Written exercise 1.
Answer these questions about the message on time zone identifiers:
(a) Whose view does the writer say he agrees with?
(b) Which reference work is offered as an example of an authority for choosing the largest city in a new zone?
(c) What modified identifier is given as an example of a minor change that keeps the last field unique?

— start of Given text —

Vietnam: Saigon is deprecated, should use capital Hanoi

Mark Davis mark.davis at
Tue Jul 10 23:45:53 UTC 2007

I agree with Gwillim Law; these are just identifiers. As far as I'm
concerned, the best strategy would be

   1. Never change remove or change what is in
   2. Only add a new identifier to if a zone splits.
   3. For such a new identifier, pick the largest city in the new zone
   according to some reasonable authority (eg National Geographic Atlas
   of the World). Since it is just an identifier, don't worry about whether or
   not it includes metropolitan areas or how; don't worry about whether
   the authority is the best possible one or not.
   4. Make sure that last field is unique, eg don't have
   America/United_States/San_Jose if you have America/Costa_Rica/San_Jose. If
   it would not be unique, choose a different identifier for, or
   have some minor modification (San_Jose2)
   5. Add aliases (links) where useful for clarification.

— end of Given text —

Written exercise 2. Collect every line of the listing that contains the string "hand". Case counts.

— start of Records for this task —

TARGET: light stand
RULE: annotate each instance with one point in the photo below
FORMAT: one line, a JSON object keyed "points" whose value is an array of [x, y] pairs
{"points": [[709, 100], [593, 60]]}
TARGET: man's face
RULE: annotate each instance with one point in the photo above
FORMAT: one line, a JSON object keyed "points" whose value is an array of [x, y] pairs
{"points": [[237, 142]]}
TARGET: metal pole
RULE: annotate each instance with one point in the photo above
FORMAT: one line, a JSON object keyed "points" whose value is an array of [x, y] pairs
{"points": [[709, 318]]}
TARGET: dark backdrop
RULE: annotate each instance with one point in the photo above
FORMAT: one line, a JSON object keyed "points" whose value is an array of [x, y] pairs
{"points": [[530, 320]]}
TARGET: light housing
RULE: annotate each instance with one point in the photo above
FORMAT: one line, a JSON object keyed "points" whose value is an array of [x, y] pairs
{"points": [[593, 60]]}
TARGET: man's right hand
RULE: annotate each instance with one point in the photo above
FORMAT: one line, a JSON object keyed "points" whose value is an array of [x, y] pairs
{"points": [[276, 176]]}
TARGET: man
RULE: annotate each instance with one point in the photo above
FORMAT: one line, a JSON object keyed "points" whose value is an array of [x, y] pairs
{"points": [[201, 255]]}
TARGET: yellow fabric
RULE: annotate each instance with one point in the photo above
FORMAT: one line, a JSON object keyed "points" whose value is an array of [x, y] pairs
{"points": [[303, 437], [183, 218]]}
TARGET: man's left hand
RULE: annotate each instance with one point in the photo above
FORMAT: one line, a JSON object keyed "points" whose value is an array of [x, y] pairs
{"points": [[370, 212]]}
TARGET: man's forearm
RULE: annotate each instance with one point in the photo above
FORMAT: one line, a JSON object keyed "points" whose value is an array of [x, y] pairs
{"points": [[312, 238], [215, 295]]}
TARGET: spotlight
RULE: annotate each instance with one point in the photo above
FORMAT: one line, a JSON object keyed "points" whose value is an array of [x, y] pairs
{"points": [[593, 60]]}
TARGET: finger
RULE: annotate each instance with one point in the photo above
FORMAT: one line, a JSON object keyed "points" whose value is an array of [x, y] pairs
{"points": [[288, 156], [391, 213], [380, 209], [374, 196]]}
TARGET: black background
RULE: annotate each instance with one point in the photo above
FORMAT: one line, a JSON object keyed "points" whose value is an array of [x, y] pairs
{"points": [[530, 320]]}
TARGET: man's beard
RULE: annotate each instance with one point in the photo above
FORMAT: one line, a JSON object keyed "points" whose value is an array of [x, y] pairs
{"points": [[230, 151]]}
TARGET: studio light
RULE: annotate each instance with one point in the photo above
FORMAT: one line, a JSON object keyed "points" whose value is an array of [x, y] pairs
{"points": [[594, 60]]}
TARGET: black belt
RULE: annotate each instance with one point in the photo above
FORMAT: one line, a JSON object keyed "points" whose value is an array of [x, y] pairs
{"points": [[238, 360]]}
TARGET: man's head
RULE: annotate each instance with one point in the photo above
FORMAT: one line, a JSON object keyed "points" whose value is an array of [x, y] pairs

— end of Records for this task —

Full response 1.
(a) Gwillim Law's.
(b) The National Geographic Atlas of the World.
(c) San_Jose2.

Full response 2.
TARGET: man's right hand
TARGET: man's left hand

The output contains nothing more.